:: Your instructions ::
Starting with the line containing "Please trace the outline of every instance of the gray" and going on through the line containing "[[[313,243],[313,229],[161,223],[152,240],[162,246],[301,245]]]", swap "gray stone slab" for "flat gray rock" and write out only those lines, leaving everything else unchanged.

:: Rows ::
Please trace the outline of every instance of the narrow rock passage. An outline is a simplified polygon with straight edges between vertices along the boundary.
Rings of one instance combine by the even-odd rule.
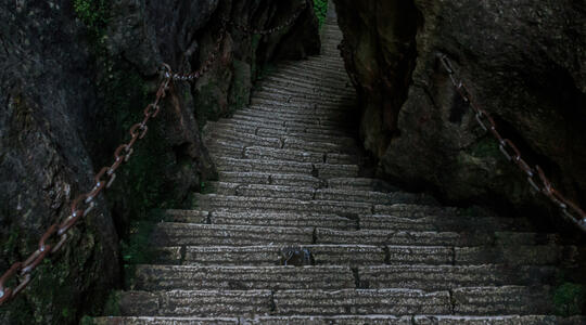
...
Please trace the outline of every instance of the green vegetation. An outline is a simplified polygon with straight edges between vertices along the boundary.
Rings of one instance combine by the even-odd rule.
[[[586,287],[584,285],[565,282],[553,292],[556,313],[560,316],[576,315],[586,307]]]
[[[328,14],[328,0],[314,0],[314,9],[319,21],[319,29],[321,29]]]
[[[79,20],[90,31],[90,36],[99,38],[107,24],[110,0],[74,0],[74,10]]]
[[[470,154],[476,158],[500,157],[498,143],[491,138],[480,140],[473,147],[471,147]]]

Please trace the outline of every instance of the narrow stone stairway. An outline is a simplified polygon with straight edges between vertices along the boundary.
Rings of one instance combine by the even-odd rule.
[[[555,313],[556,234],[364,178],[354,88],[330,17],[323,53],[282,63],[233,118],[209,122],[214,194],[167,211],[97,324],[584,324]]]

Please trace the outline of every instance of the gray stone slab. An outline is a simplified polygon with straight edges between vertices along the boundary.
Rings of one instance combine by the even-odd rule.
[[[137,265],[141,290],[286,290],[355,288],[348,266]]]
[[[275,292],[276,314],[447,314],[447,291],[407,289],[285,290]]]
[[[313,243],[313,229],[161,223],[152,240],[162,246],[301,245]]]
...
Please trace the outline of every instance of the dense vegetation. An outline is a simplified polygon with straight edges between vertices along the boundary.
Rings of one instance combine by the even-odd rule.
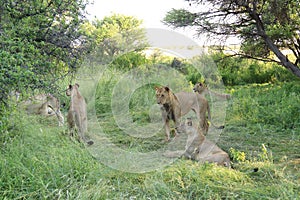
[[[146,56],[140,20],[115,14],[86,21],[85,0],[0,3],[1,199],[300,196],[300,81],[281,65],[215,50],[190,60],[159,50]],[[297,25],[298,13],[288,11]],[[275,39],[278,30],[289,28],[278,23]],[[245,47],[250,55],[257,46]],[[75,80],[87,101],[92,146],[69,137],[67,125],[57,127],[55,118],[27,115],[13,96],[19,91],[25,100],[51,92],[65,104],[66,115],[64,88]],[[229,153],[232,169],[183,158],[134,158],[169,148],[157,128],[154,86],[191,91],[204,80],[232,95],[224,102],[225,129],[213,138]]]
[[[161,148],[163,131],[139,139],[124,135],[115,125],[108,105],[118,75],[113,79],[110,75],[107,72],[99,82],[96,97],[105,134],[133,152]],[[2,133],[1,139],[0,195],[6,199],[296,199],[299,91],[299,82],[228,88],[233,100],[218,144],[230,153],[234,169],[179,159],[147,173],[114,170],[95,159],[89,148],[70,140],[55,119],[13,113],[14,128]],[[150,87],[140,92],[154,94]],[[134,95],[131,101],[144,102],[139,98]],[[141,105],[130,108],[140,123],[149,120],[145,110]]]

:: Solution to this task ::
Please trace the outline of every instance of the flat gray rock. An outline is a simplified polygon with straight edges between vertices along the boundary.
Rings of one instance combine by the even-odd rule.
[[[137,265],[141,290],[286,290],[355,288],[348,266]]]
[[[275,292],[276,314],[447,314],[447,291],[407,289],[285,290]]]
[[[313,243],[313,229],[161,223],[152,240],[162,246],[301,245]]]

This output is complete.